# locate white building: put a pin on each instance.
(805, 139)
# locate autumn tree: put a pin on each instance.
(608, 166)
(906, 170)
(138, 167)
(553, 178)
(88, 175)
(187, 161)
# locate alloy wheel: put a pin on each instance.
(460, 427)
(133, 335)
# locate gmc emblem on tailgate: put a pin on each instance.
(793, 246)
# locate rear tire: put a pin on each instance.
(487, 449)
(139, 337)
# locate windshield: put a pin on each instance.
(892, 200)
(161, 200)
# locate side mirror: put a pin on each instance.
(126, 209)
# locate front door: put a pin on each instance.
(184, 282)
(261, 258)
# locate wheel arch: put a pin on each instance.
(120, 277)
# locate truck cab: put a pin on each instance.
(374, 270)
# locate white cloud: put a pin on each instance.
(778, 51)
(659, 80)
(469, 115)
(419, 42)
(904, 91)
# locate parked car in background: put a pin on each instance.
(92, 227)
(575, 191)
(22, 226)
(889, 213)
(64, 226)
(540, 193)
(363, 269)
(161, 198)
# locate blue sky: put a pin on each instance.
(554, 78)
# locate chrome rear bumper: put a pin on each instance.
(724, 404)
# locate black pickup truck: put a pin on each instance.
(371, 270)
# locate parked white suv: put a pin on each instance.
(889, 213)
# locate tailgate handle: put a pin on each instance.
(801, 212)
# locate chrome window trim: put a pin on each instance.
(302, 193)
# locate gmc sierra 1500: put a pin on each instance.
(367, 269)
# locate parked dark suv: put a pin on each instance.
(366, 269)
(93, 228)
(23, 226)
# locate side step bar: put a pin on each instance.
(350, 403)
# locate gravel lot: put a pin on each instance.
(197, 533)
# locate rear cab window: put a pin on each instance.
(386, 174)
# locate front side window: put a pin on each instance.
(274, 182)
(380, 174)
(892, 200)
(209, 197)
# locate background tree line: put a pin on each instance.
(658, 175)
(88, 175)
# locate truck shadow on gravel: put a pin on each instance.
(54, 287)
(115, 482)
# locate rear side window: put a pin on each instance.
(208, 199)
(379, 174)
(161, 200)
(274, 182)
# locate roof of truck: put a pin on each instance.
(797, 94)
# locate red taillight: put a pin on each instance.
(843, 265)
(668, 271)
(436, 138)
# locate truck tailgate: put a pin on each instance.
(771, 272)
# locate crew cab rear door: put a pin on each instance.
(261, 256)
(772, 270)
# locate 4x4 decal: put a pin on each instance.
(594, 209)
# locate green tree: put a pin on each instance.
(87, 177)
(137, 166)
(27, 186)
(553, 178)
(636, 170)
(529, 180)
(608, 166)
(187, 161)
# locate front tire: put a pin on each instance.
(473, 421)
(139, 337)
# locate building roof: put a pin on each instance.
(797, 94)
__________
[Task objective]
The expected answer is an exact copy of the lines beginning at the one with "# locate green" and running to the end of the entries above.

[Output below]
# locate green tree: put a pin on each instance.
(87, 177)
(137, 166)
(27, 186)
(553, 178)
(636, 170)
(529, 180)
(608, 166)
(187, 161)
# locate front tire: put a pin on each instance.
(473, 421)
(139, 337)
# locate building roof: put a pin on each instance.
(797, 94)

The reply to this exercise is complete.